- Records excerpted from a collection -
<<<<

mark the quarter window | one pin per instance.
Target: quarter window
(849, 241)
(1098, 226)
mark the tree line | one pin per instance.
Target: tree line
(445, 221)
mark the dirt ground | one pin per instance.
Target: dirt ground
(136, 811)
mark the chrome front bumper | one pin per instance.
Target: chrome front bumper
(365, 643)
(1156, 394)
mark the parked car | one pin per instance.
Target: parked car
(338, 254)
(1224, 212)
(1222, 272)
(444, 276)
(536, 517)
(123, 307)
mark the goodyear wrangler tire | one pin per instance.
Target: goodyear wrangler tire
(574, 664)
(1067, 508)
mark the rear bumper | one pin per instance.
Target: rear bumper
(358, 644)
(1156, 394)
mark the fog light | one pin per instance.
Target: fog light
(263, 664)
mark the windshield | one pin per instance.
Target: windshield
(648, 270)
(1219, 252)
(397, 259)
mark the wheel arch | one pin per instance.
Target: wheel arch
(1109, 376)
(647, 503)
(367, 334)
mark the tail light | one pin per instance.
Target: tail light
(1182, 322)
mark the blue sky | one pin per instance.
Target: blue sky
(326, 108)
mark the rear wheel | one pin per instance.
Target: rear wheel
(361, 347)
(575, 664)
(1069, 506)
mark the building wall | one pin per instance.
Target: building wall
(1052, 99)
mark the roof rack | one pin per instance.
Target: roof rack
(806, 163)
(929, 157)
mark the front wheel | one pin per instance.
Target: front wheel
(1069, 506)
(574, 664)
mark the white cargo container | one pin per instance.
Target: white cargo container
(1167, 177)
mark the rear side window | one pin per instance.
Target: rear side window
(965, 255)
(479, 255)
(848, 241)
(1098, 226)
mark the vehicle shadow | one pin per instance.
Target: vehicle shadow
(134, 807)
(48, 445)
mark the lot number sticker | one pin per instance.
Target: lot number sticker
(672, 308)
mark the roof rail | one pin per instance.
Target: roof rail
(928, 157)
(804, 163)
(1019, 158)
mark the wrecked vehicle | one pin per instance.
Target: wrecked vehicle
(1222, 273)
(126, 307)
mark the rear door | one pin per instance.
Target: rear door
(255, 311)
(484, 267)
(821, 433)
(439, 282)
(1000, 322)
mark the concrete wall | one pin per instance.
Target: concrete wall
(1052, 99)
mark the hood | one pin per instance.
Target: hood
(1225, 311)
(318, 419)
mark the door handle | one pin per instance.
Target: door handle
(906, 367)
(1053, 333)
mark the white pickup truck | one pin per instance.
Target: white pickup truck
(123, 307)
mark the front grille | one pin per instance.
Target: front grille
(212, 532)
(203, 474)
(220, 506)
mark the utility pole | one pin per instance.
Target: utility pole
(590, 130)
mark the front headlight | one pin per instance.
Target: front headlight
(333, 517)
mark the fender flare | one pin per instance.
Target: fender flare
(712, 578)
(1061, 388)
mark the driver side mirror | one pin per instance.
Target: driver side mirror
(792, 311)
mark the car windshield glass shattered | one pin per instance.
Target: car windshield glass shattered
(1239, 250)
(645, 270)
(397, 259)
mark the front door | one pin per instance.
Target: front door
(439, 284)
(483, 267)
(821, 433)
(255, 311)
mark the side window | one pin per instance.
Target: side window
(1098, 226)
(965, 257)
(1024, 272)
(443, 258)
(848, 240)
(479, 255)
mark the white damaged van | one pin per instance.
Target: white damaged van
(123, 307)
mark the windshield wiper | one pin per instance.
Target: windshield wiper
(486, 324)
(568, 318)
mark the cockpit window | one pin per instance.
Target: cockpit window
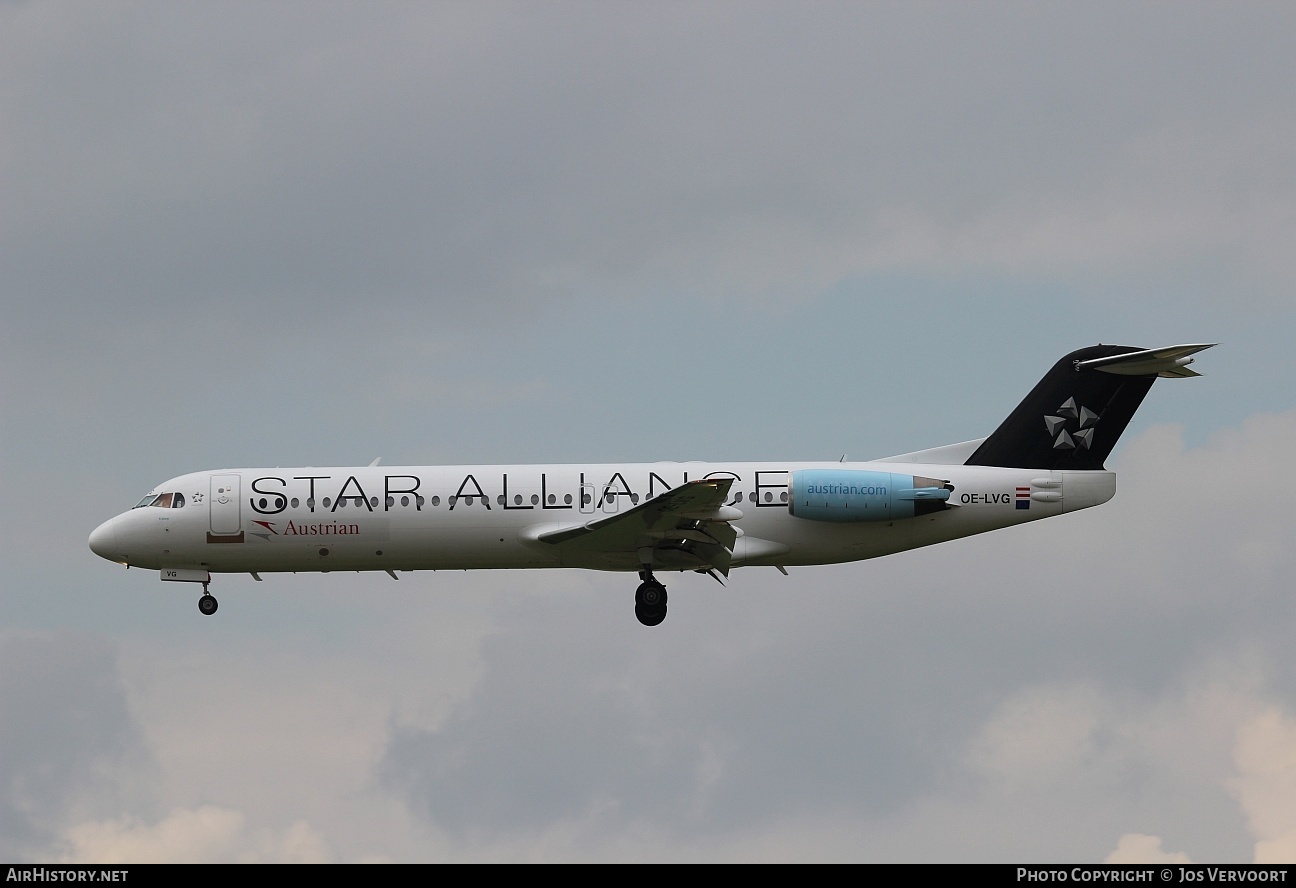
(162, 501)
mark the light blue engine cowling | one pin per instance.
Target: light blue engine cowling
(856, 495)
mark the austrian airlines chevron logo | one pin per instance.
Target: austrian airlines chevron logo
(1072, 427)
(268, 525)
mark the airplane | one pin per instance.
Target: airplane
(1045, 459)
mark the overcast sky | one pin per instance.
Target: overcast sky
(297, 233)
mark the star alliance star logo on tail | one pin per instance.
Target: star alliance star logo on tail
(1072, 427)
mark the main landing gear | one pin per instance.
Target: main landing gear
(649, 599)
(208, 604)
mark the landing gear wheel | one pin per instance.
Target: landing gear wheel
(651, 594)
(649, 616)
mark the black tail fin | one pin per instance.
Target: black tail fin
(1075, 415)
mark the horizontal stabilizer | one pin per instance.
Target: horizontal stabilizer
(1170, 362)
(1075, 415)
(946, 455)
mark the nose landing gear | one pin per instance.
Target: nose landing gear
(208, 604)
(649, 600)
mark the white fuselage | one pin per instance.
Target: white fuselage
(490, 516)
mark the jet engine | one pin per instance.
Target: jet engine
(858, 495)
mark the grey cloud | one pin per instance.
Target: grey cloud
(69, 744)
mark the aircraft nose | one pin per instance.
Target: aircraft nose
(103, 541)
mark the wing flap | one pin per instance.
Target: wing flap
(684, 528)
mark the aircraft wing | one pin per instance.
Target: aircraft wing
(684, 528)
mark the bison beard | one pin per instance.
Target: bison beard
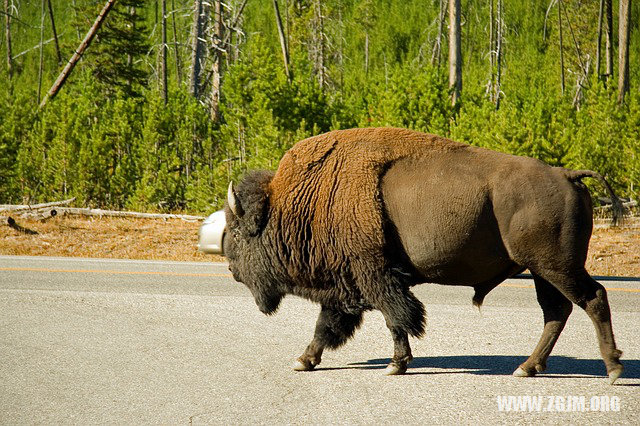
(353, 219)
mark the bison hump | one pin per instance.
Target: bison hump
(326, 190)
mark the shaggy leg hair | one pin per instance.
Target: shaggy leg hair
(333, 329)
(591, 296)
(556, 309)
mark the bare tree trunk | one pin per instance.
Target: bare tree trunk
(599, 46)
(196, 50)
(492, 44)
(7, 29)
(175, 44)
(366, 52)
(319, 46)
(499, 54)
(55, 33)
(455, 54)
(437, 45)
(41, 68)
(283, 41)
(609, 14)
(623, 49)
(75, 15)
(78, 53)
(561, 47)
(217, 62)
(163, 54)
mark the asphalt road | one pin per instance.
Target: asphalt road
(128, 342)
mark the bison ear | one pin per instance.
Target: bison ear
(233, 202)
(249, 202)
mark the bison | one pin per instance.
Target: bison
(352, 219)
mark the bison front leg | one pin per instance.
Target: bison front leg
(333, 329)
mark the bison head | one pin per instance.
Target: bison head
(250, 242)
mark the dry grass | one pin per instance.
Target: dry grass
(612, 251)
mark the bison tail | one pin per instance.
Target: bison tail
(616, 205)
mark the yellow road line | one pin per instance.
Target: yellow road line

>>>>

- EXERCISE INSTRUCTIONS -
Output each entry exactly. Skip the pictures.

- EXERCISE RESULT -
mark the quarter window | one pin per instance.
Target: quarter window
(849, 241)
(1098, 226)
mark the tree line | one pin per instance.
Target: tree line
(445, 221)
mark the dirt ground | one pin per instance.
Target: dirt ground
(136, 811)
mark the chrome front bumper | one pin per instance.
Target: chrome front bumper
(365, 643)
(1156, 394)
mark the parked car | one pin per instance.
Target: parked car
(338, 254)
(1224, 212)
(1222, 272)
(444, 276)
(536, 517)
(123, 307)
mark the goodyear wrangler tire | one pin per instance.
Target: goodyear wrangler tire
(574, 664)
(1067, 508)
mark the rear bumper | one pin per instance.
Target: rear bumper
(358, 644)
(1156, 394)
mark the fog light | one pin per instance.
Target: fog light
(263, 664)
mark the windshield | one pin per instance.
Target: windshield
(648, 270)
(1219, 252)
(397, 259)
mark the wheel arch | one pin per instance.
Target: wheel arch
(1109, 376)
(647, 503)
(367, 334)
mark the tail light | one pin per instance.
Target: tail light
(1182, 322)
mark the blue sky | one pin per instance.
Target: blue sky
(326, 108)
mark the rear wheel | one pin per instance.
Target: rear wheel
(361, 347)
(575, 664)
(1069, 506)
mark the building wall | one pin per instance.
Target: building wall
(1052, 99)
mark the roof rack | one pin per instance.
Target: roof rack
(806, 163)
(929, 157)
mark the front wheel | one pin per instance.
Target: front wheel
(1069, 506)
(574, 664)
mark the white cargo container | one pin per instance.
Target: white cargo container
(1167, 177)
mark the rear side window | one pin per instance.
Target: rear side window
(965, 255)
(479, 255)
(848, 241)
(1098, 226)
mark the vehicle shadow | one pin per instance.
Target: vehicle shadow
(134, 807)
(48, 445)
mark the lot number sticker | one pin per instance.
Target: lot number sticker
(672, 308)
mark the roof rail | one pin per instance.
Target: roof rail
(928, 157)
(804, 163)
(1019, 158)
mark the wrecked vehicle | one pin per instance.
Target: wrecked vehicle
(1222, 273)
(126, 307)
mark the rear door | one pin per instance.
Target: rear door
(255, 311)
(484, 267)
(821, 433)
(439, 282)
(1000, 322)
mark the concrete wall | one pin per instance.
Target: concrete wall
(1052, 99)
mark the hood | one pin per instance.
Target: hood
(1225, 311)
(318, 419)
mark the door handle | one pin per instance.
Target: door handle
(906, 367)
(1053, 333)
mark the white pickup truck | one pin per instance.
Target: white pickup truck
(123, 307)
mark the front grille | one pin per instance.
Target: front grille
(212, 532)
(203, 474)
(220, 506)
mark the utility pole | one pin per instance.
Target: utility pole
(590, 130)
mark the front headlight | one pin per instance.
Target: front headlight
(333, 517)
mark the fender flare | one pin per instance.
Target: fender flare
(712, 578)
(1061, 388)
mark the driver side mirror | one pin per instance.
Target: driver side mirror
(792, 311)
mark the car windshield glass shattered | one pin per instance.
Target: car windshield glass shattered
(1239, 250)
(645, 270)
(397, 259)
mark the front door | one pin per instance.
Target: front door
(439, 284)
(483, 267)
(821, 433)
(255, 311)
mark the side window | one pin per instance.
Target: side window
(1098, 226)
(965, 257)
(1024, 272)
(443, 258)
(848, 240)
(479, 255)
mark the white damaged van | one pin per instance.
Target: white damaged van
(123, 307)
mark the windshield wiper | one pin per instance.
Target: windshield wiper
(486, 324)
(568, 318)
mark the cockpit window | one pin per instance.
Target: cockpit window
(162, 501)
mark the light blue engine cowling | one pin per instance.
Target: light blue engine cowling
(856, 495)
mark the austrian airlines chevron logo | one pin per instance.
Target: austrian airlines chevron logo
(1072, 427)
(268, 525)
mark the airplane | one pin per instance.
Target: airplane
(1045, 459)
mark the overcast sky | one pin per instance.
Target: overcast sky
(297, 233)
mark the star alliance star logo on tail | one pin per instance.
Target: star alliance star logo on tail
(1072, 427)
mark the main landing gear | one pin per instance.
Target: main landing gear
(649, 599)
(208, 604)
mark the landing gear wheel | one pin per instance.
Target: landing gear wheel
(651, 594)
(649, 616)
mark the black tail fin | one pin per instance.
Target: black tail fin
(1075, 415)
mark the horizontal stabilizer | one pin per instance.
Target: horizontal stabilizer
(1170, 362)
(1075, 415)
(946, 455)
mark the nose landing gear | one pin per instance.
Target: nose landing gear
(208, 604)
(649, 600)
mark the white fuselage | one pin per instance.
Target: white fuselage
(490, 516)
mark the jet engine | one pin per instance.
Target: jet engine
(858, 495)
mark the grey cloud | one pin per instance.
Target: grey cloud
(69, 744)
mark the aircraft nose | one pin per instance.
Target: aircraft nose
(103, 541)
mark the wing flap | one pin per instance.
Target: wing flap
(684, 528)
mark the aircraft wing | one pin per instance.
Target: aircraft wing
(684, 528)
mark the bison beard | one pin per instance.
Target: bison beard
(353, 219)
mark the bison hump | one pin per instance.
Target: bison hump
(326, 190)
mark the shaggy leg hair | one pin per instance.
Target: shaggy leg hair
(333, 329)
(591, 296)
(556, 309)
mark the bare tree trunk | one pin per instance.
Target: bare tree trunk
(599, 46)
(196, 50)
(492, 44)
(7, 29)
(175, 44)
(366, 52)
(319, 46)
(499, 54)
(55, 33)
(455, 54)
(437, 45)
(41, 68)
(283, 41)
(609, 14)
(623, 49)
(75, 15)
(78, 53)
(561, 47)
(217, 62)
(163, 54)
mark the asphalt road | one pin per instance.
Target: asphalt road
(128, 342)
mark the bison ear | one pin per instance.
Target: bison ear
(233, 202)
(249, 202)
mark the bison | one pin per instance.
Target: bison
(352, 219)
mark the bison front leg | one pin per instance.
Target: bison front leg
(333, 329)
mark the bison head | one pin per instance.
Target: bison head
(250, 242)
mark the dry grass | one pin per instance.
Target: dry grass
(612, 251)
mark the bison tail | one pin per instance.
Target: bison tail
(616, 205)
mark the yellow road line | one pin per instance.
Target: yellow road line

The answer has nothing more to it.